_ASSIGNMENT_
Would you return the entries exactly, with every line intact?

(Stored data)
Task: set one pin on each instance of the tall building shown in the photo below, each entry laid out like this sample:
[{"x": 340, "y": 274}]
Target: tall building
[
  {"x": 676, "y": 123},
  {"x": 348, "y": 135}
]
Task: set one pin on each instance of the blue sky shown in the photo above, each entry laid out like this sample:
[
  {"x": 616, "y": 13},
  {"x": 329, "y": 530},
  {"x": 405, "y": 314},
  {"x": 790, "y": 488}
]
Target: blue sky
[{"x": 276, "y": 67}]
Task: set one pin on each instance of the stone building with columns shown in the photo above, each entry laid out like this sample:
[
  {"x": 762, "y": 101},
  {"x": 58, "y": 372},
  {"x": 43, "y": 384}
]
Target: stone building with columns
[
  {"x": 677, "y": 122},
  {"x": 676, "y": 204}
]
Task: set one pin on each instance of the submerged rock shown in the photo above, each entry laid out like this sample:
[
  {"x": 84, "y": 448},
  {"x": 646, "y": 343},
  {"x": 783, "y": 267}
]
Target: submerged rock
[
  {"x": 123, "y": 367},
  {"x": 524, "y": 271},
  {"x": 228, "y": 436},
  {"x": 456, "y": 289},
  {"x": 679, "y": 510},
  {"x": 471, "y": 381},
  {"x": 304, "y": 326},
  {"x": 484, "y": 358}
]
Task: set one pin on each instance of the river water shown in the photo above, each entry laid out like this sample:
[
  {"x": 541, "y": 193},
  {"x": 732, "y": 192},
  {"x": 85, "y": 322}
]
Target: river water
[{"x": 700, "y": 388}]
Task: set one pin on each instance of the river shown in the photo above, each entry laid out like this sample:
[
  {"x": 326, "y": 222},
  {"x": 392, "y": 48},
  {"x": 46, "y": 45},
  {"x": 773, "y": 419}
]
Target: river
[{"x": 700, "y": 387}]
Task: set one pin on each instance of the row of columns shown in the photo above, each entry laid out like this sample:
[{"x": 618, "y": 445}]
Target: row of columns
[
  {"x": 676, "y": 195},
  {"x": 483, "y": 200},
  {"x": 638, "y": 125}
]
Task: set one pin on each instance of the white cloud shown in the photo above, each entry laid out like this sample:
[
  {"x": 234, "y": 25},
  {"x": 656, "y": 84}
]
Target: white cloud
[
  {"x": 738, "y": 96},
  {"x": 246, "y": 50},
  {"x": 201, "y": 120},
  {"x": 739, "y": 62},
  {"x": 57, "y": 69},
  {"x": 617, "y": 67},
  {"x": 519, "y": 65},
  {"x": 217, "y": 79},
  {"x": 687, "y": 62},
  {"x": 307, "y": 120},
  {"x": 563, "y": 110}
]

_SOLUTION TO THE PROBLEM_
Task: set one pin on each instance of the tall building shown in the photo below, each entry laid out like this sample:
[{"x": 340, "y": 274}]
Target: tall building
[
  {"x": 676, "y": 123},
  {"x": 348, "y": 135}
]
Task: set one pin on each instance of the blue sky shown in the photo above, each entry laid out like this sample:
[
  {"x": 616, "y": 13},
  {"x": 329, "y": 530},
  {"x": 405, "y": 314},
  {"x": 790, "y": 488}
]
Target: blue sky
[{"x": 276, "y": 67}]
Task: set one pin on each instance of the stone building with columns shown in the photo above, each entry laid out like this sample:
[
  {"x": 762, "y": 101},
  {"x": 58, "y": 372},
  {"x": 43, "y": 384}
]
Target: stone building with columns
[
  {"x": 677, "y": 122},
  {"x": 676, "y": 204}
]
Task: set one pin on each instance of the submerged rock shown in the photo above, each entry laid out like this sample:
[
  {"x": 84, "y": 448},
  {"x": 646, "y": 343},
  {"x": 783, "y": 267}
]
Target: submerged rock
[
  {"x": 123, "y": 367},
  {"x": 524, "y": 271},
  {"x": 228, "y": 436},
  {"x": 456, "y": 289},
  {"x": 679, "y": 510},
  {"x": 471, "y": 381},
  {"x": 304, "y": 326},
  {"x": 484, "y": 358}
]
Task: set one pin on each instance of the river water shown in the photo above, each entry laid out like this sample:
[
  {"x": 541, "y": 193},
  {"x": 732, "y": 192},
  {"x": 85, "y": 322}
]
Target: river water
[{"x": 700, "y": 388}]
Task: set one pin on each instance of the river shown in the photo above, each entry laid out like this sample:
[
  {"x": 326, "y": 222},
  {"x": 392, "y": 48},
  {"x": 46, "y": 45},
  {"x": 773, "y": 419}
]
Target: river
[{"x": 700, "y": 387}]
Task: set one pin on each instance of the row of columns shown in the photo above, each entry laid out like this sample:
[{"x": 618, "y": 445}]
Target: row of columns
[
  {"x": 676, "y": 195},
  {"x": 483, "y": 200},
  {"x": 638, "y": 125}
]
Task: set one pin on each instance of the white cloud shown in the photo above, each entry laid out like this sample:
[
  {"x": 234, "y": 25},
  {"x": 656, "y": 84}
]
Target: white cloud
[
  {"x": 738, "y": 96},
  {"x": 246, "y": 50},
  {"x": 201, "y": 120},
  {"x": 739, "y": 62},
  {"x": 57, "y": 69},
  {"x": 617, "y": 67},
  {"x": 519, "y": 65},
  {"x": 217, "y": 79},
  {"x": 687, "y": 62},
  {"x": 307, "y": 120},
  {"x": 563, "y": 110}
]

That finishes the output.